◆ What the task requires ◆
Filter this data down to the lines that hold "below", and copy them.

%%

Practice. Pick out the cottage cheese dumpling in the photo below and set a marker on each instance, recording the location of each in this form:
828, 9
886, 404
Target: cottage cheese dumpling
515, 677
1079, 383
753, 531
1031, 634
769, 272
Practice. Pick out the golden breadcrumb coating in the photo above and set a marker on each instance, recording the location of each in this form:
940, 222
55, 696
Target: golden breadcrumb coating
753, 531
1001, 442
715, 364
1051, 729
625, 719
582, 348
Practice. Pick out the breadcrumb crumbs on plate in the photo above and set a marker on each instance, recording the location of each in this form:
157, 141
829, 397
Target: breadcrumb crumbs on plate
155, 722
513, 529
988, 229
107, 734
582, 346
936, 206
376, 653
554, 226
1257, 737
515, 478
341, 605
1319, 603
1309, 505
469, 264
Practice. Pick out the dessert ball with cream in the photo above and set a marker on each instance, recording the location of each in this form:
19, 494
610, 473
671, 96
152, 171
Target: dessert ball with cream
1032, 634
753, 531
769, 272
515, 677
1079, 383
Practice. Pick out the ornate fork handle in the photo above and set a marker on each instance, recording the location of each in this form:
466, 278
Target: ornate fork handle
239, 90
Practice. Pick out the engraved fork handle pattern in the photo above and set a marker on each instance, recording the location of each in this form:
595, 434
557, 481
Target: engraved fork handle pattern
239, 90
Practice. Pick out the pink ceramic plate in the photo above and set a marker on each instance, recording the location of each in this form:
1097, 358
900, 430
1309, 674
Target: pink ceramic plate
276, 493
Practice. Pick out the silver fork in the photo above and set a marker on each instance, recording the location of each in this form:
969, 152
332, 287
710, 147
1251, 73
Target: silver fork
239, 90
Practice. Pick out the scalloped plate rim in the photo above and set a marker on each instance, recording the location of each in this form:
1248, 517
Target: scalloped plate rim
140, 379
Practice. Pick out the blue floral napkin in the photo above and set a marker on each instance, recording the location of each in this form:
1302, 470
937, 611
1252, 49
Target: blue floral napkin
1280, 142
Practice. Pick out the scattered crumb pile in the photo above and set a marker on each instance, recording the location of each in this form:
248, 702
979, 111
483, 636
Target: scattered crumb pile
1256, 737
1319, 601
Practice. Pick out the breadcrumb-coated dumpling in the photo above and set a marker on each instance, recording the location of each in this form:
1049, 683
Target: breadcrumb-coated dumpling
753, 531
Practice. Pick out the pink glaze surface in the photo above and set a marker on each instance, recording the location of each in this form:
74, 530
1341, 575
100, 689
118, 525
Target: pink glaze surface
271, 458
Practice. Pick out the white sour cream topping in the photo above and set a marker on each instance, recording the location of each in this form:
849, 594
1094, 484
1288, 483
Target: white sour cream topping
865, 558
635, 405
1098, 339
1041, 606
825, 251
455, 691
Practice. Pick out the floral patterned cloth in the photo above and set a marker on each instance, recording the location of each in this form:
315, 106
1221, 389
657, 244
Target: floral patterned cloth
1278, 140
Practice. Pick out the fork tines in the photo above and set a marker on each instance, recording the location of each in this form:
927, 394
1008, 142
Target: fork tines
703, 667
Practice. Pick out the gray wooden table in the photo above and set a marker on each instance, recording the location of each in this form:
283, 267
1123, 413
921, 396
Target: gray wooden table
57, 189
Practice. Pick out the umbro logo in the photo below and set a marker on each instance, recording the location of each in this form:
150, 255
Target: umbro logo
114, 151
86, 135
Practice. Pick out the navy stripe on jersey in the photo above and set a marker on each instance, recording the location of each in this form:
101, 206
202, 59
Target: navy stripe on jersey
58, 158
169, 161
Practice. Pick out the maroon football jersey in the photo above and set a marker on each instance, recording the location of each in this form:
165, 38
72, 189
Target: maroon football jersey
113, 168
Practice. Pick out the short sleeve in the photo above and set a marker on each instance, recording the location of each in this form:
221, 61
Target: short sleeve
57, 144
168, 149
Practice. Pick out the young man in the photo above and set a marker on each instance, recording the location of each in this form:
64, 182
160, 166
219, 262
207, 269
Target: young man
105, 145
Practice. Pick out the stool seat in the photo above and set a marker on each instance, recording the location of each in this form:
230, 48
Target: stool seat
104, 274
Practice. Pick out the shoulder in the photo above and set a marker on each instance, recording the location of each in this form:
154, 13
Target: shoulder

%%

◆ Answer to the problem ◆
Practice. Pick out the cottage cheese dumpling in the photo below and set a marker on each instance, recording the location of each in this form:
Practice. Pick out the umbro logo in the photo below and set a marker on each instance, recording the location of each in this form:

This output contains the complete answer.